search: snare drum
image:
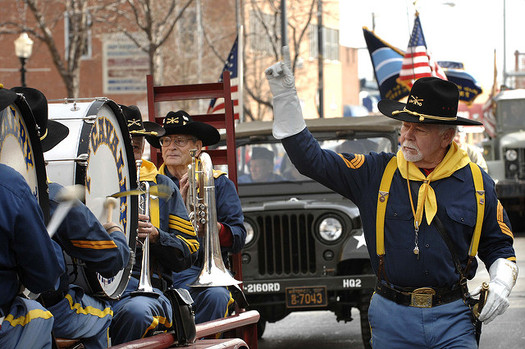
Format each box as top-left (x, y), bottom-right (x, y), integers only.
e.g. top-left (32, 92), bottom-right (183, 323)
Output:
top-left (44, 98), bottom-right (138, 299)
top-left (0, 95), bottom-right (49, 219)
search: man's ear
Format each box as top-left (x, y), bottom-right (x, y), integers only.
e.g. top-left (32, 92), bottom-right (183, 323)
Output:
top-left (443, 128), bottom-right (456, 147)
top-left (195, 139), bottom-right (202, 156)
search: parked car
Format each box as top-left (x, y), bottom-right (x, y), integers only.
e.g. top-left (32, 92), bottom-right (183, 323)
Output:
top-left (215, 116), bottom-right (400, 347)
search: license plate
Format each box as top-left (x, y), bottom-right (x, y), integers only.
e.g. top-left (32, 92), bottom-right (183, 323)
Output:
top-left (286, 286), bottom-right (328, 308)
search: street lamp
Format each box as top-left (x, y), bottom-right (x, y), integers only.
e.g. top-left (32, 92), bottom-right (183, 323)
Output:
top-left (15, 32), bottom-right (33, 87)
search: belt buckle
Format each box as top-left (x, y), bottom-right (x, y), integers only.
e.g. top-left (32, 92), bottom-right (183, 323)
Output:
top-left (410, 287), bottom-right (436, 308)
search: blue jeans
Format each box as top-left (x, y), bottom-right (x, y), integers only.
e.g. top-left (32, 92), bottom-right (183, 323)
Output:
top-left (173, 266), bottom-right (233, 324)
top-left (109, 277), bottom-right (172, 345)
top-left (49, 285), bottom-right (113, 349)
top-left (368, 293), bottom-right (478, 349)
top-left (0, 297), bottom-right (54, 349)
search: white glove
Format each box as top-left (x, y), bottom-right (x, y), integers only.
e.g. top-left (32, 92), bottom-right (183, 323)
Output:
top-left (265, 46), bottom-right (306, 139)
top-left (471, 258), bottom-right (518, 324)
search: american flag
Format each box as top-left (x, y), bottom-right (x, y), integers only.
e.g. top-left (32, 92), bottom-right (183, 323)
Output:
top-left (363, 27), bottom-right (410, 100)
top-left (208, 37), bottom-right (239, 119)
top-left (482, 50), bottom-right (498, 138)
top-left (398, 12), bottom-right (447, 88)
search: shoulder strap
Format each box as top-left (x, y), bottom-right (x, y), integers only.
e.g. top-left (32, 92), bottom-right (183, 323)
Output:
top-left (376, 156), bottom-right (397, 256)
top-left (469, 162), bottom-right (485, 257)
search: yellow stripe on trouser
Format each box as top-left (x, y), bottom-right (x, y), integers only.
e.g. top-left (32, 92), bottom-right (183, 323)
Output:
top-left (5, 309), bottom-right (53, 327)
top-left (66, 294), bottom-right (113, 318)
top-left (141, 316), bottom-right (171, 338)
top-left (215, 292), bottom-right (235, 339)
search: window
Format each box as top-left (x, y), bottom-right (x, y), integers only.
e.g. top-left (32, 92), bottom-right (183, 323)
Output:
top-left (250, 11), bottom-right (281, 53)
top-left (309, 24), bottom-right (339, 61)
top-left (64, 12), bottom-right (92, 59)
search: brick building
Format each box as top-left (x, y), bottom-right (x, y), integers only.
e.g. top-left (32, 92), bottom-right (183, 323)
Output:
top-left (0, 0), bottom-right (359, 121)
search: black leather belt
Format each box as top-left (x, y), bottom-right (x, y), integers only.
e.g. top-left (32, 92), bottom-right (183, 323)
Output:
top-left (375, 283), bottom-right (462, 308)
top-left (42, 291), bottom-right (67, 307)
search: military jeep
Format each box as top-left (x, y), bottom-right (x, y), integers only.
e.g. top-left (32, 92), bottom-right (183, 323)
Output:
top-left (221, 116), bottom-right (399, 347)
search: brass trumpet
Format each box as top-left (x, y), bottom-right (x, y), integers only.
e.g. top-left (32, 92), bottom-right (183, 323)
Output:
top-left (186, 149), bottom-right (242, 287)
top-left (131, 160), bottom-right (159, 297)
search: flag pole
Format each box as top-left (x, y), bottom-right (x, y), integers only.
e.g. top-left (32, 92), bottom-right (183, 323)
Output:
top-left (235, 0), bottom-right (244, 122)
top-left (237, 25), bottom-right (244, 122)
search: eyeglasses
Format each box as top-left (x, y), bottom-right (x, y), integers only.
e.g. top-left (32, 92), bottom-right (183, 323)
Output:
top-left (159, 137), bottom-right (195, 147)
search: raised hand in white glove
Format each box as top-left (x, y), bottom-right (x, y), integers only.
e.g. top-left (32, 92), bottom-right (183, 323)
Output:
top-left (265, 46), bottom-right (306, 139)
top-left (471, 258), bottom-right (518, 324)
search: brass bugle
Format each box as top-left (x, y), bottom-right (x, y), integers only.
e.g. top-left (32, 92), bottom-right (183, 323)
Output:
top-left (186, 150), bottom-right (242, 287)
top-left (131, 160), bottom-right (159, 297)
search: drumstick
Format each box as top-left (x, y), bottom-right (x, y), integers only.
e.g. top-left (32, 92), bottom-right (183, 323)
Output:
top-left (104, 197), bottom-right (118, 223)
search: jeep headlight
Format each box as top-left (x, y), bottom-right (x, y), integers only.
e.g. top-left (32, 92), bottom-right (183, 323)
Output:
top-left (244, 221), bottom-right (255, 245)
top-left (505, 149), bottom-right (518, 161)
top-left (319, 216), bottom-right (343, 242)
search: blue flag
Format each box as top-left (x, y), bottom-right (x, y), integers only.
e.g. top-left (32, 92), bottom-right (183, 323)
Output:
top-left (208, 38), bottom-right (239, 119)
top-left (363, 27), bottom-right (409, 100)
top-left (363, 27), bottom-right (482, 105)
top-left (439, 61), bottom-right (483, 105)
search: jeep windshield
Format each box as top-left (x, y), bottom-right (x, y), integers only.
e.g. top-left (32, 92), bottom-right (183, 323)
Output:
top-left (237, 137), bottom-right (392, 184)
top-left (223, 116), bottom-right (400, 185)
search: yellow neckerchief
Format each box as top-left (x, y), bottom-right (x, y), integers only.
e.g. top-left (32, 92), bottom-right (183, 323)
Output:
top-left (397, 142), bottom-right (470, 229)
top-left (140, 159), bottom-right (160, 228)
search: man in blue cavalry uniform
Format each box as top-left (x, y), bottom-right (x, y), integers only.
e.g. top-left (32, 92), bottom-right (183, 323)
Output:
top-left (148, 110), bottom-right (246, 323)
top-left (110, 105), bottom-right (199, 344)
top-left (0, 84), bottom-right (65, 348)
top-left (13, 87), bottom-right (130, 348)
top-left (266, 47), bottom-right (518, 348)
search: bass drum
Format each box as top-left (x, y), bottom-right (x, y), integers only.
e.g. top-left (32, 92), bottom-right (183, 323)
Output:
top-left (44, 98), bottom-right (138, 299)
top-left (0, 95), bottom-right (49, 220)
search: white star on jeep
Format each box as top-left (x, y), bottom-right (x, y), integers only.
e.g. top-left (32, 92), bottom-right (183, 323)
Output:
top-left (354, 233), bottom-right (366, 249)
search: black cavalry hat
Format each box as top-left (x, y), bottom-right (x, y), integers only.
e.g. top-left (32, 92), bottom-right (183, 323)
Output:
top-left (120, 104), bottom-right (165, 137)
top-left (0, 84), bottom-right (17, 111)
top-left (377, 77), bottom-right (483, 126)
top-left (11, 87), bottom-right (69, 153)
top-left (146, 110), bottom-right (221, 148)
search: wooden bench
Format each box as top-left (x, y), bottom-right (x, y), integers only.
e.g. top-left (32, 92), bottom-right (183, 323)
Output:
top-left (110, 310), bottom-right (260, 349)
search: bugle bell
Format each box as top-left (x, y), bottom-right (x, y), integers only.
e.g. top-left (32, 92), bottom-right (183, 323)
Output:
top-left (186, 149), bottom-right (242, 287)
top-left (131, 160), bottom-right (159, 298)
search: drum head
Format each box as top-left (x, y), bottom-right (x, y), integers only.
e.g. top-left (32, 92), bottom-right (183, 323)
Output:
top-left (0, 96), bottom-right (49, 220)
top-left (45, 98), bottom-right (138, 299)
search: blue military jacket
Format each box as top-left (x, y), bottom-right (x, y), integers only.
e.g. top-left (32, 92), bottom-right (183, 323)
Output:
top-left (133, 160), bottom-right (199, 285)
top-left (159, 165), bottom-right (246, 260)
top-left (49, 183), bottom-right (130, 291)
top-left (0, 164), bottom-right (64, 307)
top-left (282, 129), bottom-right (515, 287)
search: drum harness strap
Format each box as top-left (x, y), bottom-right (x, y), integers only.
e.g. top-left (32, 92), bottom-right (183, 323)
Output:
top-left (376, 156), bottom-right (485, 301)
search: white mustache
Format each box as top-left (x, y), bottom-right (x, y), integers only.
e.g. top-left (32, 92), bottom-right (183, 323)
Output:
top-left (403, 141), bottom-right (419, 152)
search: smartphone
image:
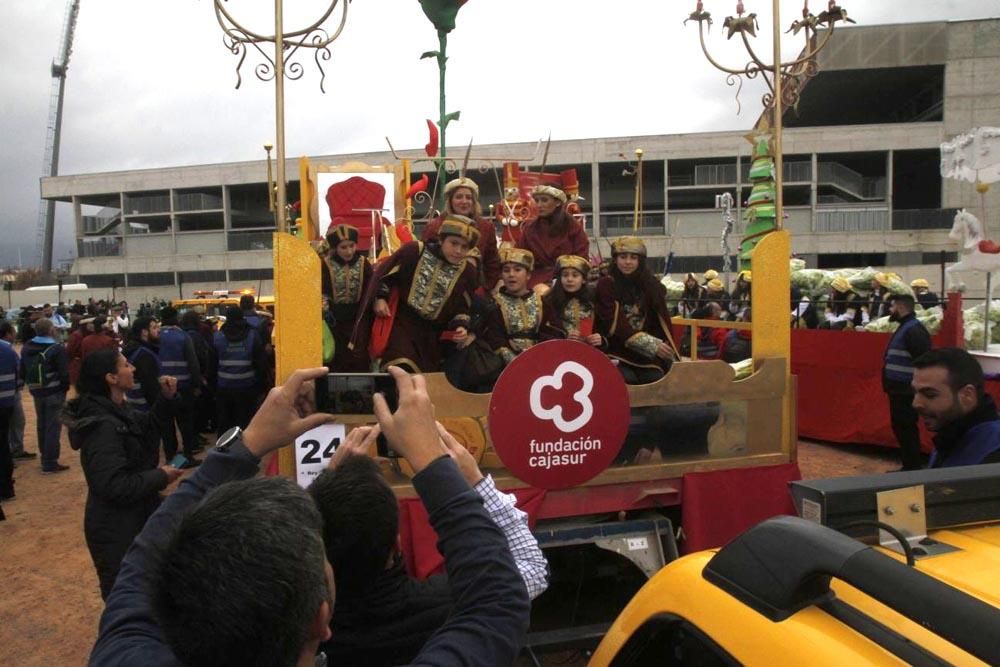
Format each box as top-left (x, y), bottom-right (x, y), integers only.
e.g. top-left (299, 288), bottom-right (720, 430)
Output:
top-left (316, 373), bottom-right (399, 458)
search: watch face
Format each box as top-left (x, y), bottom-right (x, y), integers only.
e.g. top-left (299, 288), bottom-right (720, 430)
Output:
top-left (215, 426), bottom-right (243, 451)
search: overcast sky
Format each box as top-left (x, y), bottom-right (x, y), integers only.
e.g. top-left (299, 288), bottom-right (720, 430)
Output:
top-left (0, 0), bottom-right (1000, 265)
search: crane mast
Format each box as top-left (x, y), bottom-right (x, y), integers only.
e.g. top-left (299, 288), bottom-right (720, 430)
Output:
top-left (35, 0), bottom-right (80, 273)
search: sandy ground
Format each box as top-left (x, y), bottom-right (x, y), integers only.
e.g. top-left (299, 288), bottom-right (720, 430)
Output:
top-left (0, 404), bottom-right (899, 666)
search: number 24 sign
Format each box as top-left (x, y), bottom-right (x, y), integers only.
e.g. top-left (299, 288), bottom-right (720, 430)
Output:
top-left (295, 424), bottom-right (347, 489)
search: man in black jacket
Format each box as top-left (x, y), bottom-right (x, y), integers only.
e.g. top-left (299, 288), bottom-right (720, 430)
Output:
top-left (882, 294), bottom-right (932, 470)
top-left (90, 368), bottom-right (529, 666)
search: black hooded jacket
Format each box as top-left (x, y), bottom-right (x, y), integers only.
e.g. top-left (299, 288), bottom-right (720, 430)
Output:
top-left (63, 394), bottom-right (171, 572)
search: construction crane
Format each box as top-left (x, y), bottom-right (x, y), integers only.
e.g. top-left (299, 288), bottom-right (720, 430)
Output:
top-left (35, 0), bottom-right (80, 273)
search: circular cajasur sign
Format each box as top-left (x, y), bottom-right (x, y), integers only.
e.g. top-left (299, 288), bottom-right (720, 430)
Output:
top-left (489, 340), bottom-right (629, 489)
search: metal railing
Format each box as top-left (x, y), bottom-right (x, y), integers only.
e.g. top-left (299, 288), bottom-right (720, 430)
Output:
top-left (600, 211), bottom-right (666, 236)
top-left (226, 232), bottom-right (274, 251)
top-left (892, 208), bottom-right (958, 230)
top-left (76, 236), bottom-right (122, 257)
top-left (815, 208), bottom-right (889, 232)
top-left (125, 195), bottom-right (170, 215)
top-left (175, 192), bottom-right (222, 211)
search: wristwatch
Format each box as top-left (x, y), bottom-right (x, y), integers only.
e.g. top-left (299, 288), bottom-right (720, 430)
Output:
top-left (215, 426), bottom-right (243, 452)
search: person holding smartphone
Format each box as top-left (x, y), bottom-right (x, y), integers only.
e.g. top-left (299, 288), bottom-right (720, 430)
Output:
top-left (64, 348), bottom-right (181, 600)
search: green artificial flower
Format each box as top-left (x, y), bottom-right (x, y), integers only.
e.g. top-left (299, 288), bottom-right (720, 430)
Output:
top-left (420, 0), bottom-right (468, 33)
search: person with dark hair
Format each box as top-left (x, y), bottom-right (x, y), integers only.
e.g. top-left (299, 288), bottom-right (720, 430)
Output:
top-left (420, 176), bottom-right (500, 292)
top-left (517, 176), bottom-right (590, 288)
top-left (19, 317), bottom-right (69, 474)
top-left (63, 348), bottom-right (181, 600)
top-left (80, 315), bottom-right (119, 359)
top-left (677, 273), bottom-right (705, 317)
top-left (913, 347), bottom-right (1000, 468)
top-left (308, 422), bottom-right (548, 667)
top-left (372, 215), bottom-right (479, 373)
top-left (90, 367), bottom-right (529, 667)
top-left (597, 236), bottom-right (677, 384)
top-left (214, 306), bottom-right (267, 435)
top-left (882, 294), bottom-right (933, 470)
top-left (322, 225), bottom-right (372, 373)
top-left (122, 317), bottom-right (161, 414)
top-left (0, 320), bottom-right (32, 461)
top-left (541, 255), bottom-right (607, 349)
top-left (180, 309), bottom-right (218, 438)
top-left (0, 320), bottom-right (21, 500)
top-left (160, 306), bottom-right (203, 467)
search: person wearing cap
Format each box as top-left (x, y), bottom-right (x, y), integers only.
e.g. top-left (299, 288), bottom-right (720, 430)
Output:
top-left (517, 174), bottom-right (590, 288)
top-left (868, 271), bottom-right (895, 320)
top-left (323, 225), bottom-right (372, 373)
top-left (80, 315), bottom-right (118, 359)
top-left (212, 306), bottom-right (268, 438)
top-left (729, 269), bottom-right (752, 320)
top-left (421, 176), bottom-right (501, 292)
top-left (373, 214), bottom-right (479, 373)
top-left (596, 236), bottom-right (677, 384)
top-left (542, 255), bottom-right (607, 348)
top-left (677, 273), bottom-right (705, 317)
top-left (910, 278), bottom-right (941, 309)
top-left (819, 276), bottom-right (868, 330)
top-left (882, 294), bottom-right (933, 470)
top-left (485, 248), bottom-right (543, 365)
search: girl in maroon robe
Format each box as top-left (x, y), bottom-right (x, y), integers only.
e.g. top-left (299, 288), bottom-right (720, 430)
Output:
top-left (541, 255), bottom-right (607, 348)
top-left (421, 177), bottom-right (500, 292)
top-left (597, 236), bottom-right (677, 384)
top-left (517, 180), bottom-right (590, 287)
top-left (374, 215), bottom-right (479, 373)
top-left (322, 225), bottom-right (372, 373)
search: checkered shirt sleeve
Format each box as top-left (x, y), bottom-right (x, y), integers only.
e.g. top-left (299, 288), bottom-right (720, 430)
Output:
top-left (475, 475), bottom-right (549, 600)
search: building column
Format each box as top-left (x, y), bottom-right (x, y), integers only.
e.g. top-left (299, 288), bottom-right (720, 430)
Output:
top-left (885, 148), bottom-right (896, 231)
top-left (584, 162), bottom-right (601, 243)
top-left (809, 153), bottom-right (819, 233)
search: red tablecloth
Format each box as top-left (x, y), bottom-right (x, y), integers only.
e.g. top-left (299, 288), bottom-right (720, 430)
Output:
top-left (792, 329), bottom-right (941, 452)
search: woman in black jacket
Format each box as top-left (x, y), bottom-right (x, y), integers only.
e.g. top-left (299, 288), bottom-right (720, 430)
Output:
top-left (65, 348), bottom-right (181, 599)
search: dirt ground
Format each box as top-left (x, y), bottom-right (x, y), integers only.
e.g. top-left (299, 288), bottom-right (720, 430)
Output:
top-left (0, 404), bottom-right (899, 666)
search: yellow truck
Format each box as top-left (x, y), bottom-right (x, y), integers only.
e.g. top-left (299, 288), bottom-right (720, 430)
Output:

__________________________________________________

Rewrite the data above as a numbered list, starting with its first line and continuing through the line that contains "top-left (215, 116), bottom-right (400, 347)", with both ends included and blank lines omitted. Leave the pictures out of the answer.

◆ Complete answer
1. search: snare drum
2. image:
3. Format each box as top-left (x, y), bottom-right (x, y), integers only.
4. e.g. top-left (32, 92), bottom-right (183, 323)
5. Output:
6. top-left (44, 98), bottom-right (138, 299)
7. top-left (0, 95), bottom-right (49, 219)
8. search: man's ear
9. Format each box as top-left (x, y), bottom-right (x, y), integers only.
10. e.g. top-left (32, 92), bottom-right (183, 323)
11. Output:
12. top-left (443, 128), bottom-right (456, 147)
13. top-left (195, 139), bottom-right (202, 156)
14. search: parked car
15. Format each box as top-left (x, y), bottom-right (x, y), integers only.
16. e.g. top-left (32, 92), bottom-right (183, 323)
17. Output:
18. top-left (215, 116), bottom-right (400, 347)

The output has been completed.